(Data for processing begins)

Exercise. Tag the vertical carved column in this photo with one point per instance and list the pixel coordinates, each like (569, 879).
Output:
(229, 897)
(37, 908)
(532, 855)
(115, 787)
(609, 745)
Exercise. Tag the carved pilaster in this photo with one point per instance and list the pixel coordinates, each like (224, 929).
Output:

(Data for processing ends)

[Problem to work on]: The lines from the one containing "Exercise. Tag the carved" through the final line of the entries above are to be printed exactly, with nothing added.

[Your response]:
Exercise. Tag the carved pilaster in this photo with one point per instance and list the pixel coordinates, each like (224, 929).
Output:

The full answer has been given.